GIVEN EXERCISE
Tally the lines of the records below that contain the string "water". Reply with that count alone.

SUPPLIED RECORDS
>>>

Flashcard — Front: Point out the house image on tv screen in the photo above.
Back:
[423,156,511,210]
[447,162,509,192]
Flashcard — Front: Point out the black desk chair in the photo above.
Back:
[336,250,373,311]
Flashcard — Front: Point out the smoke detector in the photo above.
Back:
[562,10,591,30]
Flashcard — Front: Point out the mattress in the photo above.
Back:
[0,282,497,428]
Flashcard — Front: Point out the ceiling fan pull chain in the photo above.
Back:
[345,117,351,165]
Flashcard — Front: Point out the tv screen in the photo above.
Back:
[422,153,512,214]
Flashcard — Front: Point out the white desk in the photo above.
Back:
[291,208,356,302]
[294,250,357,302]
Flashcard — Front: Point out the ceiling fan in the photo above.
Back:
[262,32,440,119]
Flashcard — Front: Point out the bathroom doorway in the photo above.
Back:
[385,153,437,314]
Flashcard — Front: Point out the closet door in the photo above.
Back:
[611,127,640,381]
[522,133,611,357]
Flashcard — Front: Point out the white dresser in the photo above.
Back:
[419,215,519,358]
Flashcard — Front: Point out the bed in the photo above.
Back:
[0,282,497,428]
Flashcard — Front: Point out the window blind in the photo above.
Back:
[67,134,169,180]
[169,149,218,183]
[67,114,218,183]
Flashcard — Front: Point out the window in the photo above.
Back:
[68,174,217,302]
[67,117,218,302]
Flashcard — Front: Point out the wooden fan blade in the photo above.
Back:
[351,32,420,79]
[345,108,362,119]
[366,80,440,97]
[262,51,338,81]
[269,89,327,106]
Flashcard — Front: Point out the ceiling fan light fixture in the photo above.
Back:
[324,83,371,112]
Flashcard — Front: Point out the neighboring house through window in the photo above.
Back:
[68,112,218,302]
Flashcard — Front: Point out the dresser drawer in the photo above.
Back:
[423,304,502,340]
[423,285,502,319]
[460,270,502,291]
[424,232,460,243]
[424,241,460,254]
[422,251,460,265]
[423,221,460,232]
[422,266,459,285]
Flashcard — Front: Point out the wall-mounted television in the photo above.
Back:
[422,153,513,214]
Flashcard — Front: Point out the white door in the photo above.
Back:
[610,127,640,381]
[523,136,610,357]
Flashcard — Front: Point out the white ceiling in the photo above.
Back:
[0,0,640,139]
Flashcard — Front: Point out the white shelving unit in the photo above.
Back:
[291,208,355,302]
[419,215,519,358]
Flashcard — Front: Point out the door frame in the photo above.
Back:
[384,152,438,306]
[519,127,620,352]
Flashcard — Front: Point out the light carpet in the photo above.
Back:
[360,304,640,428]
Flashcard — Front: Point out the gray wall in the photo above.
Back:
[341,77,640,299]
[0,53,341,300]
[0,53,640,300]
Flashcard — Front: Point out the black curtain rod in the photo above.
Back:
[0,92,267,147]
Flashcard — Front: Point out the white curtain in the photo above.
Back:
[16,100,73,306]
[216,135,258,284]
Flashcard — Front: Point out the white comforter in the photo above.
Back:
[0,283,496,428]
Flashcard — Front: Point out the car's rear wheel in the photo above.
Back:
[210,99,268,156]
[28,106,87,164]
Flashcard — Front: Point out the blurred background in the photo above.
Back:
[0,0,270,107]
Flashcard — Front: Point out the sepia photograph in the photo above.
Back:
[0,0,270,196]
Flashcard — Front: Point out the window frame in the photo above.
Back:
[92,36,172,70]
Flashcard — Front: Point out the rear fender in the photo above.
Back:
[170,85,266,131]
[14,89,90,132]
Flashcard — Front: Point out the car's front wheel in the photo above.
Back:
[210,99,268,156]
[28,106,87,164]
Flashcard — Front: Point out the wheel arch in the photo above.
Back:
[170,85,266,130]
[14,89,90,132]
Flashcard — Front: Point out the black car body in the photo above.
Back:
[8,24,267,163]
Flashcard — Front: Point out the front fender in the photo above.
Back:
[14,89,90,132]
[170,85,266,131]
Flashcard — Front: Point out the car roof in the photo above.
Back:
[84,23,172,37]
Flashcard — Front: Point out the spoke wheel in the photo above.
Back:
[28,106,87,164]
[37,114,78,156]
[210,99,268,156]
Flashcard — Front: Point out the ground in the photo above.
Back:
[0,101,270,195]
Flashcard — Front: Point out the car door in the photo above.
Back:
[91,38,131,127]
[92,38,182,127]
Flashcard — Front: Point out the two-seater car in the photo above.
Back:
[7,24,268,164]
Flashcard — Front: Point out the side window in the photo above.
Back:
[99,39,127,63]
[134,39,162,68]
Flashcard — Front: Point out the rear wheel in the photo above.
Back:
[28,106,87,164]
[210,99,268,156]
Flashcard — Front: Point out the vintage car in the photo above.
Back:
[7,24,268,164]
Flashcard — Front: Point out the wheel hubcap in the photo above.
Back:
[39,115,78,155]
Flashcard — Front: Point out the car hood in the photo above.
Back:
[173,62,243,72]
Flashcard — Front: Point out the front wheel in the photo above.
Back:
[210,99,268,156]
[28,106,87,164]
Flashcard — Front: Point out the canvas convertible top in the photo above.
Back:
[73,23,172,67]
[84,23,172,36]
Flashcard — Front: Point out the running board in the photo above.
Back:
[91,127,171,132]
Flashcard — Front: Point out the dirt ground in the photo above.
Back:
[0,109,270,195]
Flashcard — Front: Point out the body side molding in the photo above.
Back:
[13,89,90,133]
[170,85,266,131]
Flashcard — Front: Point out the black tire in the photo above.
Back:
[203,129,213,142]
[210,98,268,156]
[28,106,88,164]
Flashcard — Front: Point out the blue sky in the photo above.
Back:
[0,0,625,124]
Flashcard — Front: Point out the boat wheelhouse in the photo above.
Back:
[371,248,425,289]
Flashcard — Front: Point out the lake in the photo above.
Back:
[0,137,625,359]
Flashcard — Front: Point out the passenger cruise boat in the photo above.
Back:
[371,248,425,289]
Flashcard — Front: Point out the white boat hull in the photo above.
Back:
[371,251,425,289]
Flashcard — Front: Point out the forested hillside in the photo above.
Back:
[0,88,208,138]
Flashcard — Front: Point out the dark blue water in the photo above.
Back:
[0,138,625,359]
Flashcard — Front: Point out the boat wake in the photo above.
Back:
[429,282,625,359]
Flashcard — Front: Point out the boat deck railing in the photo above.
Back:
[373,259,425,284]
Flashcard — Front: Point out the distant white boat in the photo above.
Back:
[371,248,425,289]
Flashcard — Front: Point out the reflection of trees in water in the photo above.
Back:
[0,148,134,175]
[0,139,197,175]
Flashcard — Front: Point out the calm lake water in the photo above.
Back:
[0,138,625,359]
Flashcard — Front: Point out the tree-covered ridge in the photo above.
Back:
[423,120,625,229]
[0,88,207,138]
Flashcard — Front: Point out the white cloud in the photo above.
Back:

<<<

SOLUTION FOR THIS PROBLEM
3